## Given request
Exact repetition of every entry is required.
***** Provided material
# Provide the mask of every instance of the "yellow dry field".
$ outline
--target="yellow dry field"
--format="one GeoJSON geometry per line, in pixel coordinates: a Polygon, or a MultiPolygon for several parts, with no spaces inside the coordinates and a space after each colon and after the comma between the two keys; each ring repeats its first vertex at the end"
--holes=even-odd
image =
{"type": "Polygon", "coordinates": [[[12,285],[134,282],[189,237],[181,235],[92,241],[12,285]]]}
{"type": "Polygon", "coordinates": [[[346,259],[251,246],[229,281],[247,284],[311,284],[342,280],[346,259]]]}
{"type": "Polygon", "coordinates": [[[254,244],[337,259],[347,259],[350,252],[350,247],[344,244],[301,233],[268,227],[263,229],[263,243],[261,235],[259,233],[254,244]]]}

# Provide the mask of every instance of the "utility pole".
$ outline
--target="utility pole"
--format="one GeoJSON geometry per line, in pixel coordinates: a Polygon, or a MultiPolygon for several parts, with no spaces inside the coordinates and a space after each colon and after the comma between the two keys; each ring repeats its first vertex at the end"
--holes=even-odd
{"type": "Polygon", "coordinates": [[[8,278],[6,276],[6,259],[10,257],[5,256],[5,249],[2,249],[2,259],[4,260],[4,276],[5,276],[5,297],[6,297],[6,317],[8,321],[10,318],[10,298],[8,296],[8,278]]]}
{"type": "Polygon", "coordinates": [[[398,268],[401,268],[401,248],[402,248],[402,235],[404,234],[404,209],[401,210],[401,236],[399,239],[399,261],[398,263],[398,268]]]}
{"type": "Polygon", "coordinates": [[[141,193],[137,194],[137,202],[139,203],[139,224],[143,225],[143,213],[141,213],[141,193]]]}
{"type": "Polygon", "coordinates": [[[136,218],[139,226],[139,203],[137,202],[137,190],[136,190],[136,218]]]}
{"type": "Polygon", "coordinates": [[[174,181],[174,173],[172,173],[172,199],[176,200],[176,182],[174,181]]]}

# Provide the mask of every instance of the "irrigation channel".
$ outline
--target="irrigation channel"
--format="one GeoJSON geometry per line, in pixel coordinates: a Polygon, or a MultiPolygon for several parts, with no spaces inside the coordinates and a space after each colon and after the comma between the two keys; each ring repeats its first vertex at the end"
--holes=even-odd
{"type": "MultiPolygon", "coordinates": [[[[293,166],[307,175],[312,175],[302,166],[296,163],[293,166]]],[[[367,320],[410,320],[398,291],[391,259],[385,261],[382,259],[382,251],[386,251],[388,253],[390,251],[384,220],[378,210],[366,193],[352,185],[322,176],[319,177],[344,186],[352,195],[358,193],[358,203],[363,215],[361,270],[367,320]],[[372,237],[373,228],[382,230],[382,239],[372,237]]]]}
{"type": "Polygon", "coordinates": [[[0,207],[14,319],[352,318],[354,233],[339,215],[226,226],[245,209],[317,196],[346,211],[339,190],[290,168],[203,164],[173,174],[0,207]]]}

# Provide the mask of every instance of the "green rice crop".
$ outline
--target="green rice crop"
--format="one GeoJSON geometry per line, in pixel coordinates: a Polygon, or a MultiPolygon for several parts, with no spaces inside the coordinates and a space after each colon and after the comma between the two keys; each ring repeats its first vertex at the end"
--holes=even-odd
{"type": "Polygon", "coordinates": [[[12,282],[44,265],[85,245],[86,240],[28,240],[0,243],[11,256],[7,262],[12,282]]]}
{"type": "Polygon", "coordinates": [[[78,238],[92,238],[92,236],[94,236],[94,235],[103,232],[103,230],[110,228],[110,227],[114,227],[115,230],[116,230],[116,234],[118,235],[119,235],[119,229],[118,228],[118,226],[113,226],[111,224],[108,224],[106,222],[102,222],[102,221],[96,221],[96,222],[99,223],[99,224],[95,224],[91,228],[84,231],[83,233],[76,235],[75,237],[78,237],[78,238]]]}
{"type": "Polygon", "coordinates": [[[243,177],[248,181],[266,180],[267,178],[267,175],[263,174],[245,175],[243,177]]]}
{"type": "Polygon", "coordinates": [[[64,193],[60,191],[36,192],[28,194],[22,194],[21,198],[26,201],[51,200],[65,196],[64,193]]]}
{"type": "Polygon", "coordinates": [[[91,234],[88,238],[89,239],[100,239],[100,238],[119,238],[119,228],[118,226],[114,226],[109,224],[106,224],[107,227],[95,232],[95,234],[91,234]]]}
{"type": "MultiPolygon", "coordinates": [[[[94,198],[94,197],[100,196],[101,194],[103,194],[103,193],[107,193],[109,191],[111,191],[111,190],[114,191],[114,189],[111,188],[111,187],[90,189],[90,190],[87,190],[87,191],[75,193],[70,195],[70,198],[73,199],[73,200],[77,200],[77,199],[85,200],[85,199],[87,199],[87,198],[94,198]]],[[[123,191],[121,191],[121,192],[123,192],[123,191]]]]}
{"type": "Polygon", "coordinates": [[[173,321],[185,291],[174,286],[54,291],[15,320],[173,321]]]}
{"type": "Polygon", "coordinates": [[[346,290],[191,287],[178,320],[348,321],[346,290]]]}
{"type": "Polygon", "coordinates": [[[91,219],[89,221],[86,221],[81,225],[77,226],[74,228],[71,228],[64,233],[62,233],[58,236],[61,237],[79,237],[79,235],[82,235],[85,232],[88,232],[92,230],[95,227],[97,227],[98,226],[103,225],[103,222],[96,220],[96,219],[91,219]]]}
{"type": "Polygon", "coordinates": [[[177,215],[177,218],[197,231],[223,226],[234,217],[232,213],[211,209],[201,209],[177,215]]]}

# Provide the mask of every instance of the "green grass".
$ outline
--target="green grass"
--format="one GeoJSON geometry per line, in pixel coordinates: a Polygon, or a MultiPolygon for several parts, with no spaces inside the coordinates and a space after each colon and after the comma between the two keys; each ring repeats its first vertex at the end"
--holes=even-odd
**********
## Exercise result
# Provide the mask of every instance of the "yellow dry field".
$ outline
--target="yellow dry field"
--format="one GeoJSON geometry per line, in pixel coordinates: a Polygon, or a MultiPolygon for several parts, with no spaces inside the coordinates and a space after each colon and after the comma between the two keys; each ring repeats its first vertex at the end"
--holes=even-odd
image =
{"type": "Polygon", "coordinates": [[[12,285],[134,282],[189,237],[181,235],[92,241],[12,285]]]}
{"type": "Polygon", "coordinates": [[[346,259],[251,246],[229,281],[247,284],[311,284],[342,280],[346,259]]]}
{"type": "Polygon", "coordinates": [[[254,244],[337,259],[347,259],[350,252],[350,247],[344,244],[301,233],[268,227],[263,229],[263,243],[261,235],[259,233],[254,244]]]}

# Provide the mask of every instance of the "utility pole".
$ outline
--target="utility pole"
--format="one GeoJSON geometry per line, in pixel coordinates: a Polygon, or a MultiPolygon for several parts, with no spaces inside the coordinates and a space after each colon and after the comma between the two keys; each ring repeats its first vertex at the end"
--holes=even-odd
{"type": "Polygon", "coordinates": [[[8,278],[6,276],[6,259],[10,257],[5,256],[5,249],[2,249],[2,259],[4,260],[4,276],[5,276],[5,297],[6,297],[6,317],[8,321],[10,318],[10,298],[8,296],[8,278]]]}
{"type": "Polygon", "coordinates": [[[398,268],[401,268],[401,248],[402,248],[402,235],[404,234],[404,209],[401,210],[401,236],[399,239],[399,261],[398,263],[398,268]]]}
{"type": "Polygon", "coordinates": [[[141,193],[137,194],[137,202],[139,203],[139,224],[143,225],[143,213],[141,213],[141,193]]]}
{"type": "Polygon", "coordinates": [[[136,218],[139,226],[139,203],[137,202],[137,190],[136,190],[136,218]]]}
{"type": "Polygon", "coordinates": [[[174,181],[174,173],[172,173],[172,199],[176,200],[176,182],[174,181]]]}

# Provide the mask of every instance of the "irrigation channel".
$ outline
--target="irrigation channel"
--format="one GeoJSON geometry per line, in pixel coordinates: a Polygon, or a MultiPolygon for several parts, with no spaces inside the coordinates and a space after each colon and after the comma between the two keys; each ring repeats its first vertex at the end"
--holes=even-odd
{"type": "MultiPolygon", "coordinates": [[[[293,166],[307,175],[312,175],[302,166],[296,163],[293,166]]],[[[367,320],[410,320],[398,291],[391,259],[385,261],[382,259],[382,251],[386,251],[388,253],[390,251],[384,220],[378,210],[366,193],[352,185],[322,176],[319,177],[344,186],[352,195],[358,193],[358,203],[363,215],[361,270],[367,320]],[[372,237],[373,228],[382,230],[382,239],[372,237]]]]}
{"type": "Polygon", "coordinates": [[[0,207],[14,319],[352,318],[354,233],[339,215],[226,226],[245,209],[317,196],[346,211],[339,190],[290,168],[203,164],[173,174],[0,207]]]}

# Provide the mask of every instance of the "green rice crop".
$ outline
--target="green rice crop"
--format="one GeoJSON geometry per line, in pixel coordinates: a Polygon, or a MultiPolygon for several parts, with no spaces inside the coordinates and a space after each colon and after the comma between the two keys; each ring repeats its first vertex at the end"
--holes=even-odd
{"type": "Polygon", "coordinates": [[[12,282],[44,265],[85,245],[86,240],[28,240],[0,243],[11,256],[7,262],[12,282]]]}
{"type": "Polygon", "coordinates": [[[78,238],[92,238],[92,236],[94,236],[94,235],[103,232],[103,230],[110,228],[110,227],[114,227],[115,230],[116,230],[116,234],[118,235],[119,235],[119,229],[118,228],[118,226],[113,226],[111,224],[108,224],[106,222],[102,222],[102,221],[96,221],[96,222],[99,223],[99,224],[95,224],[91,228],[84,231],[83,233],[76,235],[75,237],[78,237],[78,238]]]}
{"type": "Polygon", "coordinates": [[[243,177],[248,181],[266,180],[267,178],[267,175],[263,174],[245,175],[243,177]]]}
{"type": "Polygon", "coordinates": [[[64,193],[60,191],[36,192],[28,194],[22,194],[21,198],[26,201],[51,200],[65,196],[64,193]]]}
{"type": "Polygon", "coordinates": [[[91,234],[88,238],[89,239],[100,239],[100,238],[119,238],[119,228],[118,226],[114,226],[109,224],[106,224],[107,227],[95,232],[95,234],[91,234]]]}
{"type": "MultiPolygon", "coordinates": [[[[94,198],[94,197],[100,196],[101,194],[103,194],[103,193],[107,193],[109,191],[111,191],[111,190],[114,191],[114,189],[111,188],[111,187],[90,189],[90,190],[87,190],[87,191],[75,193],[70,195],[70,198],[73,199],[73,200],[77,200],[77,199],[85,200],[85,199],[87,199],[87,198],[94,198]]],[[[123,191],[121,191],[121,192],[123,192],[123,191]]]]}
{"type": "Polygon", "coordinates": [[[173,321],[185,291],[174,286],[54,291],[15,320],[173,321]]]}
{"type": "Polygon", "coordinates": [[[346,290],[191,287],[178,320],[348,321],[346,290]]]}
{"type": "Polygon", "coordinates": [[[91,219],[89,221],[86,221],[81,225],[77,226],[74,228],[71,228],[64,233],[62,233],[58,236],[61,237],[79,237],[79,235],[82,235],[85,232],[88,232],[92,230],[95,227],[97,227],[98,226],[103,225],[103,222],[96,220],[96,219],[91,219]]]}
{"type": "Polygon", "coordinates": [[[177,215],[177,218],[197,231],[223,226],[234,217],[232,213],[211,209],[201,209],[177,215]]]}

# Provide the mask of every instance of the "green grass".
$ outline
--target="green grass"
--format="one GeoJSON geometry per line, in pixel coordinates: a Polygon, or a MultiPolygon for several parts, with no spaces inside the coordinates and a space after each colon and after the comma between the two keys; each ring repeats its first vertex at the end"
--holes=even-odd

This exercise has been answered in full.